======== Available records ========

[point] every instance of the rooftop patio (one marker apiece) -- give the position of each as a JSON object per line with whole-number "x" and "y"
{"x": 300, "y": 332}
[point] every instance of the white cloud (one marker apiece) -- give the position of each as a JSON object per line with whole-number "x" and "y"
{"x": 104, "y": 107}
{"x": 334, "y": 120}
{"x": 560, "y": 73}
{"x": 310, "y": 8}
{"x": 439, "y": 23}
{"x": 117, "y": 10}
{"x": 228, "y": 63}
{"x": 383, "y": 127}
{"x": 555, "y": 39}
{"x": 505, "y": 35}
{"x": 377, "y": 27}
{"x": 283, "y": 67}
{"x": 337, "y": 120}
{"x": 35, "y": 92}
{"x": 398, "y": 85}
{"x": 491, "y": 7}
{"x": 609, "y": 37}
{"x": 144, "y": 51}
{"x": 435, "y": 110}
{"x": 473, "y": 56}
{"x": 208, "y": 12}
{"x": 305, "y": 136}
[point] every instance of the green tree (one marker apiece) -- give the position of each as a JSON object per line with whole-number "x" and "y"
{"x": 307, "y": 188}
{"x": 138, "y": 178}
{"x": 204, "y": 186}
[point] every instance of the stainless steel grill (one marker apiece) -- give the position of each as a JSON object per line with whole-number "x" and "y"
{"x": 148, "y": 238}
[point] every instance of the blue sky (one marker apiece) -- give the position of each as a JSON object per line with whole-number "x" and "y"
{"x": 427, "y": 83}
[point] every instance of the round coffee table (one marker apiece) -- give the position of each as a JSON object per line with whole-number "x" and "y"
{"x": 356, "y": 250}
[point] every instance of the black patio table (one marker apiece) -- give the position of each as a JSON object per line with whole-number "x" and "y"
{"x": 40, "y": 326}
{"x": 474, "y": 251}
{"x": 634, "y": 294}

========
======== Available records ========

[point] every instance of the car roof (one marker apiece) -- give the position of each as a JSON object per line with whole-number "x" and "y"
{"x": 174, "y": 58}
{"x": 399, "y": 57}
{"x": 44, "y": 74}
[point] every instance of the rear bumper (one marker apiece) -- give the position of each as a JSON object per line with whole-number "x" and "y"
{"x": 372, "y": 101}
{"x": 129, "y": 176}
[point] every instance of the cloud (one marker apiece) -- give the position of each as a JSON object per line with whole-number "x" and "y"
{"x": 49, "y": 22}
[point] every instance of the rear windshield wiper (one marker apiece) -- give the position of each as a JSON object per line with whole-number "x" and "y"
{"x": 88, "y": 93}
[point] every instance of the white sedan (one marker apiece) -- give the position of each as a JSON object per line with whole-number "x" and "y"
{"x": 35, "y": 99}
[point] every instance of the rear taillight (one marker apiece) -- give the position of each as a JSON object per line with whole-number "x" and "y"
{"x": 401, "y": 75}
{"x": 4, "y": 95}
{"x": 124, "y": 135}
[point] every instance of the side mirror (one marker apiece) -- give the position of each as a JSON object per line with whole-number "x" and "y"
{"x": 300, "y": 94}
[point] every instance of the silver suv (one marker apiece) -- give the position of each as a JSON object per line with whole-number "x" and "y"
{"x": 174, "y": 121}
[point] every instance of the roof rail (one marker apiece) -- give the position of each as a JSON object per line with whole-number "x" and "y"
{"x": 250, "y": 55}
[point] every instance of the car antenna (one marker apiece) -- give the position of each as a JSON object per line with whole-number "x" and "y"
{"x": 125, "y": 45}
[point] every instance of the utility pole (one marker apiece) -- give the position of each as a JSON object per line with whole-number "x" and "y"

========

Aim of the exercise:
Reproduce exactly the lines above from the line with "[point] every instance of the car antenna" to the line with "[point] every instance of the utility", including both, and add nothing.

Answer space:
[point] every instance of the car antenna (one marker apiece) -- give the position of each as a JSON object per line with whole-number "x" and "y"
{"x": 125, "y": 45}
[point] every instance of the utility pole (one marker apiece) -- give the position of each as a JSON object per line with whole-number "x" and "y"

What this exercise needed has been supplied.